What the task asks —
Go through the entries one line at a time, and gather every line that has the word "currant".

▬▬▬▬▬▬▬▬▬▬

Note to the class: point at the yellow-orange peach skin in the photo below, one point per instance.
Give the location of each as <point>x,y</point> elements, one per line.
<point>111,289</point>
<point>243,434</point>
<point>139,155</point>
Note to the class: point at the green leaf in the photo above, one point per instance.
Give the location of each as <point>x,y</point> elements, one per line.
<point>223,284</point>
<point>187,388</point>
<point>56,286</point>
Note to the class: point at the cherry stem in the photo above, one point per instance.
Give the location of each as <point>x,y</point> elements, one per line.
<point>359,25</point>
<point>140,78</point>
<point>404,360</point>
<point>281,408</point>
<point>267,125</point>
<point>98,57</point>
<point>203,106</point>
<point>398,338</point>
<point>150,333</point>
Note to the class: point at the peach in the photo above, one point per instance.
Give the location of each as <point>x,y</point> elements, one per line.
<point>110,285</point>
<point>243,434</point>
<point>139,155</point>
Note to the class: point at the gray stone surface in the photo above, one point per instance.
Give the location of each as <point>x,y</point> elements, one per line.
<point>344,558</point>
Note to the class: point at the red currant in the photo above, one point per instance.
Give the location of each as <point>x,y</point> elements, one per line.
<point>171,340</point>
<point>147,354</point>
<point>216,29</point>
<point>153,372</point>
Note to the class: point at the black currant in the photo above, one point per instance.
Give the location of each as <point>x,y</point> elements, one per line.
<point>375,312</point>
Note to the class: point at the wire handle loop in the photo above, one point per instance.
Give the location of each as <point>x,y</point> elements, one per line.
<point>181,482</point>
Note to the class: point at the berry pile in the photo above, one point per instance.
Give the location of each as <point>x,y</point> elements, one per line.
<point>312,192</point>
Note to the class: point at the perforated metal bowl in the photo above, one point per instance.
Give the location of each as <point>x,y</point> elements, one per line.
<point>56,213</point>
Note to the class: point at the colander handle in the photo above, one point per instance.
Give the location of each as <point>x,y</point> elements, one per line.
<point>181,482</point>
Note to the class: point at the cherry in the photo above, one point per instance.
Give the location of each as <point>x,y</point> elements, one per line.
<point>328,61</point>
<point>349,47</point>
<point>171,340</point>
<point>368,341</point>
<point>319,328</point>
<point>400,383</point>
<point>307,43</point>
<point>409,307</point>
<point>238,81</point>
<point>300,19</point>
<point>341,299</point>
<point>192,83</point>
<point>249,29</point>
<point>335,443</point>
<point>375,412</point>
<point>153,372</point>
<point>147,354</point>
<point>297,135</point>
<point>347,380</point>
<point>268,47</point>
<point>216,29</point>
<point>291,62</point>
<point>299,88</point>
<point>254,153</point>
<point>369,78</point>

▬▬▬▬▬▬▬▬▬▬

Reply —
Note to the class: point at the red currant in the photo above, one point per instance.
Note to the class: point at the black currant in the photo above, one point per instance.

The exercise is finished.